StatusOr<LaunchDimensions> SoftMax(
    mlir::OpBuilder builder, absl::string_view libdevice_path,
    const HloComputation* computation, mlir::triton::FuncOp fn,
    const tensorflow::AutotuneResult::TritonGemmKey& config, int) {
  const HloInstruction* root = computation->root_instruction();
  auto loc = mlir::NameLoc::get(builder.getStringAttr(root->name()));
  mlir::ImplicitLocOpBuilder b(loc, builder);

  // Assumptions we make about the matcher:
  //   * matches *exactly* softmax on the last axis, not just something
  //     softmax-like
  //   * the implementation of softmax is like in jax.nn.softmax
  //   * all the shapes have canonical layout (logical layout = physical layout)

  // TODO(bchetioui): generalise to Softmax-like patterns involving elementwise
  // ops.
  // TODO(bchetioui): allow doing several rows per block (e.g. for when rows
  // are smaller than the minimum transaction size)

  CHECK_EQ(root->opcode(), HloOpcode::kDivide);
  CHECK_EQ(root->operand(1)->opcode(), HloOpcode::kBroadcast);

  const HloInstruction* reduce = root->operand(1)->operand(0);
  Shape root_shape = root->shape();

  CHECK_EQ(reduce->opcode(), HloOpcode::kReduce);
  CHECK_EQ(reduce->dimensions().size(), 1);
  CHECK_EQ(reduce->dimensions()[0], root_shape.rank() - 1);

  int row_len = root_shape.dimensions_minor(0);
  int block_row = 1;

  // block_row must be a power of two.

THINGS TO DO:
- a) List every HloOpcode constant that the softmax code checks against in its CHECK_EQ statements.
- b) Translate the comment "block_row must be a power of two." from the softmax code into Spanish.
- c) Continue the softmax code from its last line.

Dataset excerpt:
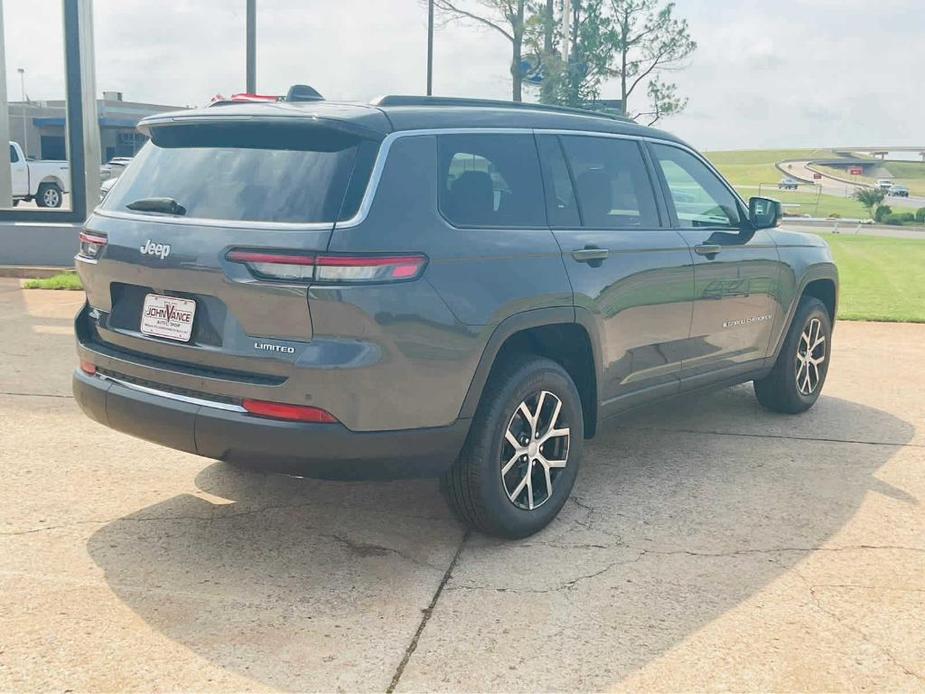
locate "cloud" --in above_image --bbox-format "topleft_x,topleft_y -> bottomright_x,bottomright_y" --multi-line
4,0 -> 925,149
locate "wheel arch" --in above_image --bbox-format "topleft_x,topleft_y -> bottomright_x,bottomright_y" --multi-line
771,262 -> 838,363
460,307 -> 601,438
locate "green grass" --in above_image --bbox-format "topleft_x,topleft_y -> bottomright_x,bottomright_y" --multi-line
23,272 -> 83,291
736,186 -> 870,219
826,236 -> 925,323
704,149 -> 838,186
815,161 -> 925,200
704,149 -> 870,219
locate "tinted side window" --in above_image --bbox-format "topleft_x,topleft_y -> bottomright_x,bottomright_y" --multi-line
438,134 -> 546,227
652,145 -> 741,228
537,135 -> 581,227
562,135 -> 659,229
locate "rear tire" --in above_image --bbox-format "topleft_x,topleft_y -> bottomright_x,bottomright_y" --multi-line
35,183 -> 64,207
755,296 -> 832,414
441,356 -> 584,538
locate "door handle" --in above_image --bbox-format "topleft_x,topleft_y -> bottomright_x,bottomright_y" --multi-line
694,243 -> 723,256
572,246 -> 610,264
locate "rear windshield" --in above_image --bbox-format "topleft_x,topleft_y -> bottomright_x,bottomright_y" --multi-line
102,123 -> 378,223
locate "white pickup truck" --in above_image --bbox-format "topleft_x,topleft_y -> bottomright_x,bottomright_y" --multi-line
10,142 -> 71,207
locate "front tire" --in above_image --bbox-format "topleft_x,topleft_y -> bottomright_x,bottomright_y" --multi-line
441,356 -> 584,539
755,296 -> 832,414
35,183 -> 64,207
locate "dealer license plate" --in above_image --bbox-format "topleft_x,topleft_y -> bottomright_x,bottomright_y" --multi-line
141,294 -> 196,342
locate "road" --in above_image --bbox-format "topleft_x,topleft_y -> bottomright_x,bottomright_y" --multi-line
782,224 -> 925,241
0,280 -> 925,692
778,161 -> 925,210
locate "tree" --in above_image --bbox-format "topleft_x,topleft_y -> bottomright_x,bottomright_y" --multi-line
525,0 -> 613,108
609,0 -> 697,120
854,188 -> 884,219
434,0 -> 527,101
633,77 -> 687,125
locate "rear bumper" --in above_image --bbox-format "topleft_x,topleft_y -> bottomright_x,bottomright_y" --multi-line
73,370 -> 469,479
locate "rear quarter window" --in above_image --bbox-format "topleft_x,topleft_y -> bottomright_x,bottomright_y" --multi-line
102,124 -> 378,224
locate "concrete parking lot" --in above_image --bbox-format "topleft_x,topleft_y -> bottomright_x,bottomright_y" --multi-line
0,280 -> 925,691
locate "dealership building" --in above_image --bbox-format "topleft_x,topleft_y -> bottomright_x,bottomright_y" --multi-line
9,92 -> 183,163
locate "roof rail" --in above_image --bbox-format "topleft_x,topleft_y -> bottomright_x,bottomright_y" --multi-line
370,94 -> 635,123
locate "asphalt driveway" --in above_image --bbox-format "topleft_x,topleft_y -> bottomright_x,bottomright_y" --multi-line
0,280 -> 925,691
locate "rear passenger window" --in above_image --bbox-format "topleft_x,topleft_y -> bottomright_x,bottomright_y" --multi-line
538,135 -> 581,227
438,134 -> 546,228
561,135 -> 659,229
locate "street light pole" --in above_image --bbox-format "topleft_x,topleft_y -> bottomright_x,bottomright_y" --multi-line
16,67 -> 29,158
427,0 -> 434,96
245,0 -> 257,94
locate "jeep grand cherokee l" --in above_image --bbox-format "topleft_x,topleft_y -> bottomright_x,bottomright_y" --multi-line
74,96 -> 837,537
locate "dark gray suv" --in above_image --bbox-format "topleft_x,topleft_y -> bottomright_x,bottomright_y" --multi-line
74,96 -> 837,537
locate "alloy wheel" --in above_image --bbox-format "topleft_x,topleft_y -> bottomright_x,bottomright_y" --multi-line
796,318 -> 826,395
501,390 -> 571,511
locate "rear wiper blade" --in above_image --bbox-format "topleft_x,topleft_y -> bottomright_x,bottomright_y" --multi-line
126,198 -> 186,217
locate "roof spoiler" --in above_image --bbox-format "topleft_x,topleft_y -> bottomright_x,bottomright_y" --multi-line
283,84 -> 324,101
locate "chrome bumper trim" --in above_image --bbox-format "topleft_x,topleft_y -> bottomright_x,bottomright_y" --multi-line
96,374 -> 247,412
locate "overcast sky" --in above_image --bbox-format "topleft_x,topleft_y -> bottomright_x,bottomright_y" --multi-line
0,0 -> 925,150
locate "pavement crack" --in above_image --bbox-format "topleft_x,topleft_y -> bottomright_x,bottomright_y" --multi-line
318,534 -> 440,571
625,426 -> 925,448
385,529 -> 472,694
792,568 -> 925,683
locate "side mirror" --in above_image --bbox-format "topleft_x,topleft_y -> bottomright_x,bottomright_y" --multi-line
748,197 -> 783,229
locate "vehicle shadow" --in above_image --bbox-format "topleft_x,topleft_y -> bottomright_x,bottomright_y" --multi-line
88,388 -> 917,690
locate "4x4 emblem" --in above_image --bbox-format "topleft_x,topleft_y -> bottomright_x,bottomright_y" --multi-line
138,239 -> 170,260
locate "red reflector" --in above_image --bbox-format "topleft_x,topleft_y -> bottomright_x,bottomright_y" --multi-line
228,251 -> 315,265
225,249 -> 427,284
242,400 -> 337,424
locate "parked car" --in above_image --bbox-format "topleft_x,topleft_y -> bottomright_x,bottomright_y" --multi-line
100,178 -> 119,200
73,91 -> 837,537
10,142 -> 71,207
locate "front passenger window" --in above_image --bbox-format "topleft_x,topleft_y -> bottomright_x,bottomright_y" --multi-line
652,145 -> 741,229
438,133 -> 546,228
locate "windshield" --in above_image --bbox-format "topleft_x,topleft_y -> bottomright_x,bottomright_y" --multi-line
102,123 -> 377,223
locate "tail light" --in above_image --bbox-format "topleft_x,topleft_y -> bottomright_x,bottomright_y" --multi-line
226,250 -> 427,284
77,231 -> 108,260
241,399 -> 337,424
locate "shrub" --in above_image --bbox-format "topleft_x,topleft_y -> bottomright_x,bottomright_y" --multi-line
874,205 -> 893,222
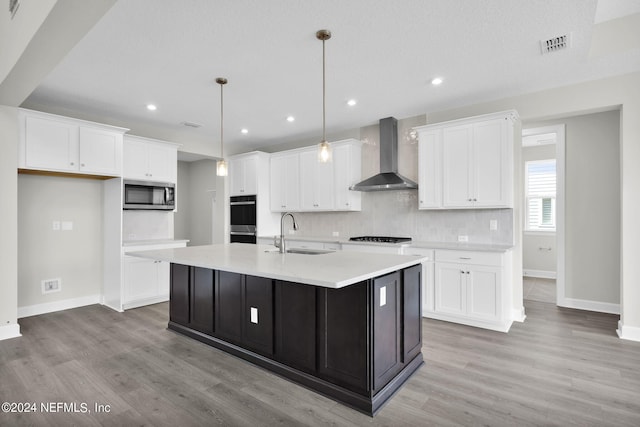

RESPONSES BY TASK:
- a)
HloOpcode::kDivide
HloOpcode::kBroadcast
HloOpcode::kReduce

- b) block_row debe ser una potencia de dos.

- c)
  while (block_row < row_len) {
    block_row *= 2;
  }

  int num_rows = 1;
  for (int minor_axis = 1; minor_axis < root_shape.rank(); ++minor_axis)
    num_rows *= root_shape.dimensions_minor(minor_axis);

  const LaunchDimensions launch_dimensions{
      {num_rows, 1, 1}, {config.num_warps() * WarpSize(), 1, 1}};

  // In the vanilla softmax case, the output type is the same as the input type.
  PrimitiveType root_element_type = root->shape().element_type();
  PrimitiveType producer_element_type =
      computation->parameter_instruction(0)->shape().element_type();

  CHECK_EQ(root_element_type, producer_element_type);

  // We assume that both the input and the result use a floating point data
  // type.
  auto root_ty = TritonType(b, root_element_type).cast<mlir::FloatType>();

  // softmax_kernel(input_ptr, output_ptr, num_rows, row_len, block_row) {
  //   row_index = tl.program_id(0)
  //   row_stride = row_len
  //   offset = row_index * row_stride
  Value row_index = b.create<mt::GetProgramIdOp>(mt::ProgramIDDim::X);
  Value row_stride = b.create<ma::ConstantIntOp>(row_len, /*width=*/32);
  Value offset = b.create<ma::MulIOp>(row_index, row_stride);

  //   input_ptr += offset
  //   output_ptr += offset
  Value input_ptr = AddPtr(b, fn.getArgument(0), offset);
  Value output_ptr = AddPtr(b, fn.getArgument(1), offset);

  //   row_tile = tl.arange(0, block_row)
  Value row_tile = b.create<mt::MakeRangeOp>(
      mlir::RankedTensorType::get(block_row, b.getI32Type()), 0, block_row);

  //   mask = row_tile < row_stride
  Value splat_row_stride = Splat(b, row_stride, block_row);
  Value mask =
      b.create<ma::CmpIOp>(ma::CmpIPredicate::slt, row_tile, splat_row_stride);

  //   row = tl.load(input_ptr + row_tile, mask=row_tile < row_len,
  //                 other=float('-inf'))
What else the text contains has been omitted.